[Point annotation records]
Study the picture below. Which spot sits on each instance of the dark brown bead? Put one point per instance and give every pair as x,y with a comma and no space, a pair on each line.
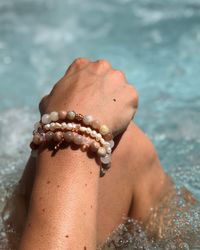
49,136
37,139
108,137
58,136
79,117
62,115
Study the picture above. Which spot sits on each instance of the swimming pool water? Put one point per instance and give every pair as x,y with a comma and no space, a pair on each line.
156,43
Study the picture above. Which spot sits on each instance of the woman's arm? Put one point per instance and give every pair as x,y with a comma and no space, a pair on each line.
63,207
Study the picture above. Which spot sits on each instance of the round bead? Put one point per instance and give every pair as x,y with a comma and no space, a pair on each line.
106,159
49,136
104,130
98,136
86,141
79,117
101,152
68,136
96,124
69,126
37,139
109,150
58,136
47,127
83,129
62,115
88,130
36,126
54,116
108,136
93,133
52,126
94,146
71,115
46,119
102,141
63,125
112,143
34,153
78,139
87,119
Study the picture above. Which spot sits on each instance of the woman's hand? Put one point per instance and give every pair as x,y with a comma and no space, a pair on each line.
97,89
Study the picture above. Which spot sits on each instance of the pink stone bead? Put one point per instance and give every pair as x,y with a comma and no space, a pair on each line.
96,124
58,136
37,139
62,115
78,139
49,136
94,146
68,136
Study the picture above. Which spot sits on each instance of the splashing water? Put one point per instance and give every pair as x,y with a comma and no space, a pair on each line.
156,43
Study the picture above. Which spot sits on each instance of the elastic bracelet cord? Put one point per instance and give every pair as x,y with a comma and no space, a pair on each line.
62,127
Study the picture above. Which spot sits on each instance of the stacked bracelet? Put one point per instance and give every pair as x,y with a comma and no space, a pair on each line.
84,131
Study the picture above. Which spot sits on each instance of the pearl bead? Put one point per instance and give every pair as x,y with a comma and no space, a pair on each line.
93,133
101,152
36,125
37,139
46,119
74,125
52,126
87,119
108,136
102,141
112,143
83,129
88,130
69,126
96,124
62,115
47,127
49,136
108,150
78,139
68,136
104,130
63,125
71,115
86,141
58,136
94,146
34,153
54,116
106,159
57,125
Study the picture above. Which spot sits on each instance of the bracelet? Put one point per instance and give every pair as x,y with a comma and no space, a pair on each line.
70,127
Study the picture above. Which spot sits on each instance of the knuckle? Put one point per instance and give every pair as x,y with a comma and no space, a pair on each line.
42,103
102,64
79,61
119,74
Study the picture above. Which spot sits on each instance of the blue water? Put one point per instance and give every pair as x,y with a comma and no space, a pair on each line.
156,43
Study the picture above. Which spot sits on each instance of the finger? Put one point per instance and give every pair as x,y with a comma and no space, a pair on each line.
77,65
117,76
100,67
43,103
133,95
--
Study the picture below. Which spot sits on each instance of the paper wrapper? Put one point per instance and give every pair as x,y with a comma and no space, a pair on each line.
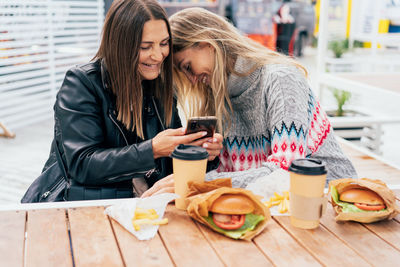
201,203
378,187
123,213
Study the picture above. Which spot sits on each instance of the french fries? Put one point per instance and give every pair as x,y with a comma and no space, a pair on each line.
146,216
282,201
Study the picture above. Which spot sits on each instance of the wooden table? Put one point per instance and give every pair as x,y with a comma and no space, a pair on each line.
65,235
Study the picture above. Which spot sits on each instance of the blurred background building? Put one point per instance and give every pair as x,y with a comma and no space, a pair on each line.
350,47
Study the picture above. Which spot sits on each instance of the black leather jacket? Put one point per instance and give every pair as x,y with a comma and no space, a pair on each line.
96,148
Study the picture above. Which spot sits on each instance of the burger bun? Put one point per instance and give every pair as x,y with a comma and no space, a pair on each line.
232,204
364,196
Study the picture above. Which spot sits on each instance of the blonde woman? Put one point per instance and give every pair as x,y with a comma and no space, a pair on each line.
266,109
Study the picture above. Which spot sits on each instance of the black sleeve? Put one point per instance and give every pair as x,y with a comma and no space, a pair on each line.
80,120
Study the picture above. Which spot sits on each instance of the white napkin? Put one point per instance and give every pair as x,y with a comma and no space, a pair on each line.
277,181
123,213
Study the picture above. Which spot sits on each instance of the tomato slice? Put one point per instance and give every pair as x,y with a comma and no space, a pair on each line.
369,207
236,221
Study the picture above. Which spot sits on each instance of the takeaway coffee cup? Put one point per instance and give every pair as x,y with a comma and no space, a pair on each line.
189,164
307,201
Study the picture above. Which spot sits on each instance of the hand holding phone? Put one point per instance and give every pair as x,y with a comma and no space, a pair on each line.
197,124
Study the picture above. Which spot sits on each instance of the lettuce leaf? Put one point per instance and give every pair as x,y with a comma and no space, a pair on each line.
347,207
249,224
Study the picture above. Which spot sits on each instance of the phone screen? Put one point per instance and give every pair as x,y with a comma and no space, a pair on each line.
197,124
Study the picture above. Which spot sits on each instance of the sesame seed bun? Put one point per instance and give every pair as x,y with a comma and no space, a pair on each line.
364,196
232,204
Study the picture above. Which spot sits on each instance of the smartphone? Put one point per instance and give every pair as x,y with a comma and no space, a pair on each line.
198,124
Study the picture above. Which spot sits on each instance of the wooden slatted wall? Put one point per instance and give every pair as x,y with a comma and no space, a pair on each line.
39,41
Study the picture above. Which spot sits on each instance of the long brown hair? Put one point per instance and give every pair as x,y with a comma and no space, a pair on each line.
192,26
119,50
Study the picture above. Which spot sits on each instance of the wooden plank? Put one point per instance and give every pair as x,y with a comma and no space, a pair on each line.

Task objective: Extract every line of the records that contains the word "below". Matches must agree in case.

Response for this exercise:
Study the picture below. Which spot sits on each instance of the dark brown bead? Put one point per instance and give every pair as x,y with a comma and no space, a pair on each line.
Study the picture below. Which spot sits on each instance of the paper wrapper? Put one point per instance and give every pair as x,y with a comma and no space, a pair on each line.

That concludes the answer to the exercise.